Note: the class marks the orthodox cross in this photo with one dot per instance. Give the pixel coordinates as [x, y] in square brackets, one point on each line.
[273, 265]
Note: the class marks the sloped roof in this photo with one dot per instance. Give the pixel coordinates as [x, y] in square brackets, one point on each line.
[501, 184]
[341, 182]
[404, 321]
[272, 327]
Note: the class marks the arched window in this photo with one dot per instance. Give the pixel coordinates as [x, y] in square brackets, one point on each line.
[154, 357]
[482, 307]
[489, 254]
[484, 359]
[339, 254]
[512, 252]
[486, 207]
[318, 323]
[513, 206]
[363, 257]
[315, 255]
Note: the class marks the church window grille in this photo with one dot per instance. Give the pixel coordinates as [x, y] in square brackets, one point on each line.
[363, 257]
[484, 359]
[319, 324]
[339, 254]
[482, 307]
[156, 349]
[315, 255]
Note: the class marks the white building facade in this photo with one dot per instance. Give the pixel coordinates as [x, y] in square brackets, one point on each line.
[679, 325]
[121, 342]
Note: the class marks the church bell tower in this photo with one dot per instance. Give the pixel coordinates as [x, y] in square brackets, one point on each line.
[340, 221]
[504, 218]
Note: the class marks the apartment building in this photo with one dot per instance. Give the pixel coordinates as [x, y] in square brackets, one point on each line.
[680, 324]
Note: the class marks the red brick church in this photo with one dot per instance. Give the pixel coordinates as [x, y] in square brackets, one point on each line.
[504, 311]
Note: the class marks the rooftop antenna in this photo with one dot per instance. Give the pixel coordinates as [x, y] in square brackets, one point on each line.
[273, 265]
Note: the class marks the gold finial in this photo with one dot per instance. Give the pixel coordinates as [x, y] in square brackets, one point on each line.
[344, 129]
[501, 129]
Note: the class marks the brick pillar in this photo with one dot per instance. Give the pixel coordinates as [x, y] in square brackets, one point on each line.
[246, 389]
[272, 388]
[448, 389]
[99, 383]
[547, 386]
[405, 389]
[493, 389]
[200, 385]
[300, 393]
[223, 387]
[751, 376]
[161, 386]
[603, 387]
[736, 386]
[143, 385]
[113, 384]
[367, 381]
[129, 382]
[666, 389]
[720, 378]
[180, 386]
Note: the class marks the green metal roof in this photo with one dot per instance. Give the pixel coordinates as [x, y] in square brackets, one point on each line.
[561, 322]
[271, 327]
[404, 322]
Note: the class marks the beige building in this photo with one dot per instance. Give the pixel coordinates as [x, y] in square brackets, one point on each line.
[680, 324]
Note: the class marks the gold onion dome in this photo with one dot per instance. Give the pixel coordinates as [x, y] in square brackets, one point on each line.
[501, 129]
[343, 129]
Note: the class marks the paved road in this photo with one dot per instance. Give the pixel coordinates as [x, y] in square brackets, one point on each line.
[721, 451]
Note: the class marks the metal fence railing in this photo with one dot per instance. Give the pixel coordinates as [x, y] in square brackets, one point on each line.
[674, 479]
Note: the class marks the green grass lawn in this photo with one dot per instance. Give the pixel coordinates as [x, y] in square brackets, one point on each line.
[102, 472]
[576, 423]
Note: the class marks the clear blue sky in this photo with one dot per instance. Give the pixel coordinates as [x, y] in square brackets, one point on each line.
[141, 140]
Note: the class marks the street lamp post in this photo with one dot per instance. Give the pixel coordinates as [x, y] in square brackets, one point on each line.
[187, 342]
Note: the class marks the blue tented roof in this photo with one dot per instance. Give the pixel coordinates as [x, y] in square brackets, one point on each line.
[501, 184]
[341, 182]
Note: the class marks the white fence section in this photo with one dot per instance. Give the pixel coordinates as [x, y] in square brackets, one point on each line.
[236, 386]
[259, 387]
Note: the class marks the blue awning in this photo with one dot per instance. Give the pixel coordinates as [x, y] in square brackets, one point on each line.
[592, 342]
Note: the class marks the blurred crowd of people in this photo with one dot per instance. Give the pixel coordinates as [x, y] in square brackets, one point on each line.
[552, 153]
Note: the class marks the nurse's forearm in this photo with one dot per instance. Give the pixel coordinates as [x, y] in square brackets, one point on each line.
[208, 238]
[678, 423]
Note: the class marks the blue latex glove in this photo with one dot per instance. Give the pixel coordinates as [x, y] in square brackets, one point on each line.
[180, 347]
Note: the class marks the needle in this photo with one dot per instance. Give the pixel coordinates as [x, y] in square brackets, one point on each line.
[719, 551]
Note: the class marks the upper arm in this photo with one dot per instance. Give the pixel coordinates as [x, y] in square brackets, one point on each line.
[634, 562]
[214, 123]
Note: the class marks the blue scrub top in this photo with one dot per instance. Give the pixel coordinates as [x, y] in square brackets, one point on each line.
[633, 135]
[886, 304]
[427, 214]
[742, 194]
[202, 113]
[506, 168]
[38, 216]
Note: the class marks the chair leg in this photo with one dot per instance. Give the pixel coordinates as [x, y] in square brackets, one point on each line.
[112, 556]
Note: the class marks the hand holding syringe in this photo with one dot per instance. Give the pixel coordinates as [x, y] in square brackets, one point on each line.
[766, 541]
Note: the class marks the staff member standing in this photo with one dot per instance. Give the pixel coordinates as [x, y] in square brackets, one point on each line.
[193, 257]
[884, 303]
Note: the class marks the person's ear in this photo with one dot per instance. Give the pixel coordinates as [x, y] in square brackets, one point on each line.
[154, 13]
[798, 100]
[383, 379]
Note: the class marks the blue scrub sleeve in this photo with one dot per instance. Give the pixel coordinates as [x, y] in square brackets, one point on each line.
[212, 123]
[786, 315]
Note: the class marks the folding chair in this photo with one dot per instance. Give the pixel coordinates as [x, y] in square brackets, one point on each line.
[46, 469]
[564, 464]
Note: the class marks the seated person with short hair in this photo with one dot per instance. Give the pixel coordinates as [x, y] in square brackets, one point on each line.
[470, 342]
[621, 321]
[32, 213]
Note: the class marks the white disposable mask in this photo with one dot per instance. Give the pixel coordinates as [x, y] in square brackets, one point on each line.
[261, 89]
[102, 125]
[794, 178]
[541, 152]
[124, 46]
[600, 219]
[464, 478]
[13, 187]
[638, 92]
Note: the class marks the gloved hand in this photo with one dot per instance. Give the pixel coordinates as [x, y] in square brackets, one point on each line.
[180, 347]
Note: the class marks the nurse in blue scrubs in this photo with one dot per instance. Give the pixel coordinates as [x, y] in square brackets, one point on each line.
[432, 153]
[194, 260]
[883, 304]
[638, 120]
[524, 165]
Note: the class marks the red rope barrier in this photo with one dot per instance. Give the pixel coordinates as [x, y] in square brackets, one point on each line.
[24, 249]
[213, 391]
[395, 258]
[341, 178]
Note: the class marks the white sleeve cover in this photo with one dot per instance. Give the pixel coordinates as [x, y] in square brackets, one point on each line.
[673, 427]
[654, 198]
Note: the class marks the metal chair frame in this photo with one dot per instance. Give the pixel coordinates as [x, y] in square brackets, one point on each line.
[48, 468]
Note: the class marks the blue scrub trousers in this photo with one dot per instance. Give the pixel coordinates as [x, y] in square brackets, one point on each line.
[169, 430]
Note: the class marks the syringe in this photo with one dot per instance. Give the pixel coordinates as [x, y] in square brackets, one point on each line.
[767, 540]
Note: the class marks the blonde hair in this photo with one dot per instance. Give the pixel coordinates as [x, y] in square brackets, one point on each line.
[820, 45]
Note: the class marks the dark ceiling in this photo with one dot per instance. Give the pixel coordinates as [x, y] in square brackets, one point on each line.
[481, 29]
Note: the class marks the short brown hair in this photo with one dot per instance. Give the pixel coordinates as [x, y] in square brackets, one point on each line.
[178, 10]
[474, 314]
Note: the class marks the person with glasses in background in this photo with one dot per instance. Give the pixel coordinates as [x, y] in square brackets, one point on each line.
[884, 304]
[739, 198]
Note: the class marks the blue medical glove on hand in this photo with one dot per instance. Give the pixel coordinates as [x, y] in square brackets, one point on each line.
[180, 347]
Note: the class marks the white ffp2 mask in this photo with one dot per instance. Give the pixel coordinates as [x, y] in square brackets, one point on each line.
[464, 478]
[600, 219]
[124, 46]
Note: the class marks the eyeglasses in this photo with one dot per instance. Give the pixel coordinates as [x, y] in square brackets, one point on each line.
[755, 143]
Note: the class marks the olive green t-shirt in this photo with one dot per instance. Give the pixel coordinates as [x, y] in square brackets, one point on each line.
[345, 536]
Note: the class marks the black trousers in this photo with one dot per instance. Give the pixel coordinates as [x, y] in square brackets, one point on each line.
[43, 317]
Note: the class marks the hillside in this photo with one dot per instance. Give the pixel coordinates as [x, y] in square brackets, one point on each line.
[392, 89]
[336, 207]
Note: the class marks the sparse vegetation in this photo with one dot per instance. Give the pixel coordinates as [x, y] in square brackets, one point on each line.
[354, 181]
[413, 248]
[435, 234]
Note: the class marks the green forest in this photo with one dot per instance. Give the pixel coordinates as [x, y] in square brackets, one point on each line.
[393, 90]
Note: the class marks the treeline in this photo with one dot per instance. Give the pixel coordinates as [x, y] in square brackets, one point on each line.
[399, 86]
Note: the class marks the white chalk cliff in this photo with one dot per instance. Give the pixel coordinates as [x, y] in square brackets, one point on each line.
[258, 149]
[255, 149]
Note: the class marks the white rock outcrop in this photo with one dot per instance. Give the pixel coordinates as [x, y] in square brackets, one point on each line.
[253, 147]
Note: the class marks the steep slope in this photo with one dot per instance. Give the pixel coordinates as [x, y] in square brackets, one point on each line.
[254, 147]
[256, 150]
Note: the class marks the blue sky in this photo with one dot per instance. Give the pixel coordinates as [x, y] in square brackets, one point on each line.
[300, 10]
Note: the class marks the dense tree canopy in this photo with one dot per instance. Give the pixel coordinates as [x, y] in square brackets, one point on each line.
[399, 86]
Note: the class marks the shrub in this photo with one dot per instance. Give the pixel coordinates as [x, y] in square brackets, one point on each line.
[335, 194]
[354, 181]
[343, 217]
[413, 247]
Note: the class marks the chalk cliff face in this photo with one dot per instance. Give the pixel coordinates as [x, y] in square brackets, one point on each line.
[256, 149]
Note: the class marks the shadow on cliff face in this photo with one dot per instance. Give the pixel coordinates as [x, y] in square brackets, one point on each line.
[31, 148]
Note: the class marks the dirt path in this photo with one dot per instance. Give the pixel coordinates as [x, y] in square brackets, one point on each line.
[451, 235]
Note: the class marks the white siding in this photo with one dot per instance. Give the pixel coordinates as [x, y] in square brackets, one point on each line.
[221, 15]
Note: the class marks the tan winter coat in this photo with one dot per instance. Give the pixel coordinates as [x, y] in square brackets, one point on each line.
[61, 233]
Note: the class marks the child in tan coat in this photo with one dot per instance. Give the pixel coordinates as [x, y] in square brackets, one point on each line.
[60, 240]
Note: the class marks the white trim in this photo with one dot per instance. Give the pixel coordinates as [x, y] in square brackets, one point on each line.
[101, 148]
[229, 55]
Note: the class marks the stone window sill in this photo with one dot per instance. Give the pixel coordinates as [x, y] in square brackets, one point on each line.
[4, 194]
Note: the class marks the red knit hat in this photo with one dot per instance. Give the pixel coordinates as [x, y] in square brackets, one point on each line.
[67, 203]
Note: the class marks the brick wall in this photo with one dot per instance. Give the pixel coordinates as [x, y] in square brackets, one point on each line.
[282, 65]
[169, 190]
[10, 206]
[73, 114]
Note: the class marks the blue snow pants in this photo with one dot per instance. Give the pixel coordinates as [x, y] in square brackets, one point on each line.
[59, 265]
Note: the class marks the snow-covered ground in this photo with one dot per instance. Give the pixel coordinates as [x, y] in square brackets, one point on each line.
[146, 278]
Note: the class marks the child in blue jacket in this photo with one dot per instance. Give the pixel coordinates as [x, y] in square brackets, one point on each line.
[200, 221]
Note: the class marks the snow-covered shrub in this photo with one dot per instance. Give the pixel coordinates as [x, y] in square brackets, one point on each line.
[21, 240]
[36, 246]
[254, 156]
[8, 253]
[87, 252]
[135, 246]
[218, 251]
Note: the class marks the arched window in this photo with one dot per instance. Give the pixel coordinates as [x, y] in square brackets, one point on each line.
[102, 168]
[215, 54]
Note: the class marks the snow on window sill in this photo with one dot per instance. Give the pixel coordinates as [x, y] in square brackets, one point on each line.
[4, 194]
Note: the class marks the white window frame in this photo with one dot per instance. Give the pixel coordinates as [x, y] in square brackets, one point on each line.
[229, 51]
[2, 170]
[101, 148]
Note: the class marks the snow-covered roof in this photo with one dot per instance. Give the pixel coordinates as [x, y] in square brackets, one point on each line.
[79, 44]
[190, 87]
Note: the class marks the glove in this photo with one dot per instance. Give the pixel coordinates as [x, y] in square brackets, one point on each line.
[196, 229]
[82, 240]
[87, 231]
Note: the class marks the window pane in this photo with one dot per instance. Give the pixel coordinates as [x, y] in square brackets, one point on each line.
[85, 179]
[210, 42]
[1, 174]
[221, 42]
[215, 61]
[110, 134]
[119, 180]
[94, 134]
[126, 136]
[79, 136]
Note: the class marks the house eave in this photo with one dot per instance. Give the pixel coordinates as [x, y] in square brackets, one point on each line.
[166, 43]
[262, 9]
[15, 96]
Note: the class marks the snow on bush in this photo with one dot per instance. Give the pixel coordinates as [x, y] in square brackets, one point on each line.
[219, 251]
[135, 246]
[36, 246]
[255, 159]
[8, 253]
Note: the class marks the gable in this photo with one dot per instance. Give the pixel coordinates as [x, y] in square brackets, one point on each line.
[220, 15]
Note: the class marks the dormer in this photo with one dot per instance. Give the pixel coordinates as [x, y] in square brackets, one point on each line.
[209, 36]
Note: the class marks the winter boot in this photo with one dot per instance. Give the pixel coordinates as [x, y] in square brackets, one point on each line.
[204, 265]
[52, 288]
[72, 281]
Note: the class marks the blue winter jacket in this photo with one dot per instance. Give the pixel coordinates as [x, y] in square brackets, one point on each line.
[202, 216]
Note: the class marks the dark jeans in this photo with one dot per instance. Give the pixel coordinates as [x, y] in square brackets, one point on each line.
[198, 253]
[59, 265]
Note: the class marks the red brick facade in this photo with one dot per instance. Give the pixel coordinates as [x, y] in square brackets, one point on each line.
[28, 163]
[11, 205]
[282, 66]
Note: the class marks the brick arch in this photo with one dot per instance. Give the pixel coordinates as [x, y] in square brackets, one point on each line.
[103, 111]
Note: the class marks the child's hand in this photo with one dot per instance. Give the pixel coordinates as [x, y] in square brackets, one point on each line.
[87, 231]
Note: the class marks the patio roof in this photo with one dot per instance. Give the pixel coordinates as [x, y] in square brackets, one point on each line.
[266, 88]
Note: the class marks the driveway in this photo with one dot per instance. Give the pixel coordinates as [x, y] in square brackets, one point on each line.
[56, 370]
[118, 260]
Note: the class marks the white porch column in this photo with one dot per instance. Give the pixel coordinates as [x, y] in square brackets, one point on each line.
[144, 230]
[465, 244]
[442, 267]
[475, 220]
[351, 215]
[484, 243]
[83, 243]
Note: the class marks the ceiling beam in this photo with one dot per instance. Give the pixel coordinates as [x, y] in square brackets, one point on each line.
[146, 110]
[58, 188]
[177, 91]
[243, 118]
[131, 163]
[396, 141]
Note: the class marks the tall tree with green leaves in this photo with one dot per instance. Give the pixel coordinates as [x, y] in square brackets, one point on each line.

* [REQUIRED WORK] Write out only what runs from the line holding "Note: the class marks the patio" through the last line of the records, exactly as shown.

* [ANSWER TO THE PROBLEM]
Note: the class marks the patio roof in this photo with one dot per instance. Give the pixel coordinates as [x, y] in square brackets, one point on each line.
[266, 88]
Note: the class marks the driveway in this photo with one dot per instance. Give the pixel coordinates as [x, y] in square brackets, one point on each line.
[56, 370]
[118, 260]
Note: the class marks the white porch column in this photo with one dot per instance. Give the pixel coordinates as [x, y] in square brackets, one point on each line.
[144, 230]
[465, 244]
[442, 267]
[475, 220]
[351, 215]
[484, 243]
[83, 243]
Note: the class marks the ceiling beam in this photo with one dot per instance. Give the pixel coordinates as [x, y] in square brackets, one point on each line.
[146, 110]
[58, 188]
[177, 91]
[243, 118]
[131, 163]
[396, 141]
Note: the class marks the tall tree with green leaves in this photo with one dot per instance. Give the pixel coordinates as [x, y] in square brackets, one point on each line.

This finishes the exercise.